● Given passage:

On 23/02/2024 11:29, Jan Beulich wrote:
> Make sure that field actually matches the specified operands. Don't
> follow existing F_PSEUDO checking in using assertions, though. Print
> meaingful error messages, thus - while not having a line number
> available - at least providing some indication of where things are
> wrong.
> 
> Fix SVE2.1's extq accordingly, but don't extend the testsuite there:
> There are further issues with its operands (SVE_Zm_imm4 doesn't look to
> be correct to use there, as that describes an indexed vector register,
> while here a separate vector register and immediate operand are to be
> specified).
> 
> --- a/opcodes/aarch64-gen.c
> +++ b/opcodes/aarch64-gen.c
> @@ -129,6 +129,7 @@ read_table (const struct aarch64_opcode*
>    const struct aarch64_opcode *ent = table;
>    opcode_node **new_ent;
>    unsigned int index = initialize_index (table);
> +  unsigned int errors = 0;
>  
>    if (!ent->name)
>      return;
> @@ -140,6 +141,8 @@ read_table (const struct aarch64_opcode*
>  
>    do
>      {
> +      bool match = false;
> +
>        /* F_PSEUDO needs to be used together with F_ALIAS to indicate an alias
>  	 opcode is a programmer friendly pseudo instruction available only in
>  	 the assembly code (thus will not show up in the disassembly).  */
> @@ -150,12 +153,45 @@ read_table (const struct aarch64_opcode*
>  	  index++;
>  	  continue;
>  	}
> +
> +      /* Check tied_operand against operands[].  */
> +      for (unsigned int i = 1; i < ARRAY_SIZE (ent->operands); ++i)
> +	{
> +	  if (ent->operands[i] == AARCH64_OPND_NIL)
> +	    break;
> +
> +	  if (ent->operands[i] != ent->operands[0])
> +	    continue;
> +	  match = true;
> +
> +	  if (i != ent->tied_operand)
> +	    {
> +	      fprintf (stderr, "%s: operands 1 and %u match, but tied=%u\n",
> +		       ent->name, i + 1, ent->tied_operand);
> +	      ++errors;
> +	    }

I'm not sure I follow this.  It looks like you're testing that if one operand is tied to operand 0, then no other operand may overlap that, eg that

	extq z3.b, z3.b, z3.b, #5

is an illegal instruction.  But I don't see anything in the instruction description that prohibits that.  While it may not be sensible, it's not obvious to me that it's prohibited.

   
> +	}
> +      if (!match && ent->tied_operand
> +	  /* SME LDR/STR (array vector) tie together inner immediates only.  */
> +	  && ent->iclass != sme_ldr && ent->iclass != sme_str)

● Data rows:
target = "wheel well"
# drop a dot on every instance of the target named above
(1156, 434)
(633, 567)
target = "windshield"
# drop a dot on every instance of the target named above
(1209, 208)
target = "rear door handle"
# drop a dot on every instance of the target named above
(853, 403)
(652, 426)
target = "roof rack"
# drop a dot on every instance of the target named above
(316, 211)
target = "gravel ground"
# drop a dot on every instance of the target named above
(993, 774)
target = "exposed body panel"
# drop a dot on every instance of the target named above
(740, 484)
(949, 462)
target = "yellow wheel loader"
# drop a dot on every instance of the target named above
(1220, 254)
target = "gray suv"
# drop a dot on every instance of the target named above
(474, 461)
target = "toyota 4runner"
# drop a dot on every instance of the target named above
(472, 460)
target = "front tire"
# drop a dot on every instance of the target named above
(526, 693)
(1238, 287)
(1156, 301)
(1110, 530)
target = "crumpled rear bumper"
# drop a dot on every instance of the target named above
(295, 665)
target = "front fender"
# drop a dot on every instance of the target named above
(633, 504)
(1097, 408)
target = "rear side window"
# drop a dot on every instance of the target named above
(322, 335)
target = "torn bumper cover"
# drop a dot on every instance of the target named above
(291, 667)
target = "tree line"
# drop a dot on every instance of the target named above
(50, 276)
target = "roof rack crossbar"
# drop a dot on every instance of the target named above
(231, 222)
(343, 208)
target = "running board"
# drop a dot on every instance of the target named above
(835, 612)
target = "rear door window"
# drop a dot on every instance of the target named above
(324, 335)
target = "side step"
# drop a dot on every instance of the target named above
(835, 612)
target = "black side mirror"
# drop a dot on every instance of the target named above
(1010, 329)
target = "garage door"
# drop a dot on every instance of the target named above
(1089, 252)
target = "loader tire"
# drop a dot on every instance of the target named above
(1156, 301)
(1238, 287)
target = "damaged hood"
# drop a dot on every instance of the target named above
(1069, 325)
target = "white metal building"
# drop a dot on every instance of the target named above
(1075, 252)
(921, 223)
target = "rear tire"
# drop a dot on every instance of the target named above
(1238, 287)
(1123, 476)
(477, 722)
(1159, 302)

● Given problem 1: Summarize the patch discussion in two sentences.
● Given problem 2: Write out the patch discussion from "I'm not sure" to "ent->iclass != sme_str)", copying that part exactly.

● Task response 1: Jan Beulich's patch to opcodes/aarch64-gen.c adds a check of tied_operand against the operands that prints meaningful error messages rather than using assertions. It also fixes SVE2.1's extq without extending the testsuite, and a reply questions the check, since nothing in the instruction description appears to prohibit an instruction like "extq z3.b, z3.b, z3.b, #5".

● Task response 2:
I'm not sure I follow this.  It looks like you're testing that if one operand is tied to operand 0, then no other operand may overlap that, eg that

	extq z3.b, z3.b, z3.b, #5

is an illegal instruction.  But I don't see anything in the instruction description that prohibits that.  While it may not be sensible, it's not obvious to me that it's prohibited.

   
> +	}
> +      if (!match && ent->tied_operand
> +	  /* SME LDR/STR (array vector) tie together inner immediates only.  */
> +	  && ent->iclass != sme_ldr && ent->iclass != sme_str)